# EXERCISE A
In the text on Datomic implicit partitions, what store does Datomic typically use to persist its index data?
# EXERCISE B
From the text on Datomic implicit partitions, extract the passage starting at "Like any database, Datomic" and ending at "is being scanned.".

# TEXT BLOCK
-- Begin --

Datomic Implicit Partitions

hlship · on April 21, 2023

Like any database, Datomic often needs to perform queries by reading data from its indexes. In fact, in Datomic, all data is stored in indexes - there aren't rows with indexes pointing to the rows, just indexes.

Datomic uses any of a number of stores, typically something like DynamoDB, to persist this index data.

When performing a query, Datomic peers read directly from the store (or from a cache) and read an entire block of index data as a single unit - each such block effectively contains many entity/attribute/value/transaction Datoms sorted by entity, attribute, or value, depending on which index is being scanned.

In other words, when reading all the attributes for entity X, Datomic will read from storage the block containing X, but also must inadvertently read other data that precedes or follows X.

The partitioning business is to ensure that related entities are stored close to each other; literally, a block of bits within the 64 bit entity id is set to the partition value. This ensures that the Datoms for related entities are stored close to each other, which in turn, ensures that the query can be satisfied using fewer of these index blocks, read from cache or storage, than if the entire entity id was arbitrary. Essentially, if entity X and entity Y are related, they can share a partition, and most likely will be stored together in a single index block.

-- End --

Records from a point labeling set
-- Begin --

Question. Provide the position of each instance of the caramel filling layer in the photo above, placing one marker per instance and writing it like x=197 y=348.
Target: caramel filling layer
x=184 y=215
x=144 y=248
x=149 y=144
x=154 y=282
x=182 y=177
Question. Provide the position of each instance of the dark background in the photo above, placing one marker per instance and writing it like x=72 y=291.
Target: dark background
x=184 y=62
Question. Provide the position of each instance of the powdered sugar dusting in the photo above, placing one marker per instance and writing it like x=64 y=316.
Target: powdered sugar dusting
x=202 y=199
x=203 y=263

-- End --
-- Begin --

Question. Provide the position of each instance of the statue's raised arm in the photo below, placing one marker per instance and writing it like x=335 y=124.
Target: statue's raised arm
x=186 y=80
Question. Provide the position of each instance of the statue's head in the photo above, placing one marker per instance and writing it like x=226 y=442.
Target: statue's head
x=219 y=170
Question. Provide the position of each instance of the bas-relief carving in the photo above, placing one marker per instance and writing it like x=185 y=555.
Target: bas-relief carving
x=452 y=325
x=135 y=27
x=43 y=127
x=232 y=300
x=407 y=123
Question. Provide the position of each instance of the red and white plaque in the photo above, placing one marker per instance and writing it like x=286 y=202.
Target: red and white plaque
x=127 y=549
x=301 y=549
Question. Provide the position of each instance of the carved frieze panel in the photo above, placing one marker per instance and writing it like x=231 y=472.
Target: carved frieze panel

-- End --

# EXPECTED OUTPUT A
Something like DynamoDB.

# EXPECTED OUTPUT B
Like any database, Datomic often needs to perform queries by reading data from its indexes. In fact, in Datomic, all data is stored in indexes - there aren't rows with indexes pointing to the rows, just indexes.

Datomic uses any of a number of stores, typically something like DynamoDB, to persist this index data.

When performing a query, Datomic peers read directly from the store (or from a cache) and read an entire block of index data as a single unit - each such block effectively contains many entity/attribute/value/transaction Datoms sorted by entity, attribute, or value, depending on which index is being scanned.